제공된 글:
━━━━━━━━━━
# ✋ MediaPipe Hands — 손가락 포즈(펴짐 개수) 카운트 + 화면맞춤

이 노트북은 이전 MediaPipe 데모 구조를 유지하면서 **손가락이 몇 개 펴져 있는지**를 실시간으로 카운트합니다.  
카메라 재시도 초기화, 레터박싱(Screen-Fit), FPS 오버레이, 단축키, 스냅샷 저장 등 동일한 UX를 제공합니다.

**기능**
- 손 랜드마크(21포인트) 탐지
- 각 손별로 **펴진 손가락 개수(0~5)** 계산
- 좌측 하단 HUD에 **왼손/오른손별 개수 + 총합** 표기
- `COUNT_THRESHOLD` 이상이면 콘솔 경고 메시지
- `s`로 스냅샷 저장

**단축키**
- `q` / `ESC`: 종료
- `f`: 풀스크린 토글
- `s`: 스냅샷 저장



## 1) 설치 (필요 시만 실행)
- 로컬/도커 이미지에 이미 포함되어 있으면 **건너뛰세요**.


In [2]:

#!pip install --upgrade pip
#!pip install mediapipe


Defaulting to user installation because normal site-packages is not writeable
Defaulting to user installation because normal site-packages is not writeable
Collecting mediapipe
  Downloading mediapipe-0.10.18-cp310-cp310-manylinux_2_17_aarch64.manylinux2014_aarch64.whl.metadata (9.7 kB)
Collecting opencv-contrib-python (from mediapipe)
  Downloading opencv_contrib_python-4.12.0.88-cp37-abi3-manylinux2014_aarch64.manylinux_2_17_aarch64.whl.metadata (19 kB)
Collecting sounddevice>=0.4.4 (from mediapipe)
  Downloading sounddevice-0.5.2-py3-none-any.whl.metadata (1.6 kB)
━━━━━━━━━━
[데이터셋 발췌]
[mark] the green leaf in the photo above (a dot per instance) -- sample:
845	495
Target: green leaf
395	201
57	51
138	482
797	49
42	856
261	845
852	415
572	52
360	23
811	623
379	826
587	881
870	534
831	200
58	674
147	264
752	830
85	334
━━━━━━━━━━
작업 목록:
- A) MediaPipe 손가락 카운트 글에서 "#!pip install --upgrade"부터 "sounddevice>=0.4.4 (from mediapipe)"까지의 부분을 한 글자도 바꾸지 않고 옮겨 적어 주시겠어요?
- B) 위 데이터셋 발췌에 있는 행들을 하나도 빠짐없이 그대로 다시 적어 주시겠어요?
위의 글과 행들은 서로 아무 관련이 없습니다.

순서별 답안:
- A)
#!pip install --upgrade pip
#!pip install mediapipe


Defaulting to user installation because normal site-packages is not writeable
Defaulting to user installation because normal site-packages is not writeable
Collecting mediapipe
  Downloading mediapipe-0.10.18-cp310-cp310-manylinux_2_17_aarch64.manylinux2014_aarch64.whl.metadata (9.7 kB)
Collecting opencv-contrib-python (from mediapipe)
  Downloading opencv_contrib_python-4.12.0.88-cp37-abi3-manylinux2014_aarch64.manylinux_2_17_aarch64.whl.metadata (19 kB)
Collecting sounddevice>=0.4.4 (from mediapipe)

- B)
[mark] the green leaf in the photo above (a dot per instance) -- sample:
845	495
Target: green leaf
395	201
57	51
138	482
797	49
42	856
261	845
852	415
572	52
360	23
811	623
379	826
587	881
870	534
831	200
58	674
147	264
752	830
85	334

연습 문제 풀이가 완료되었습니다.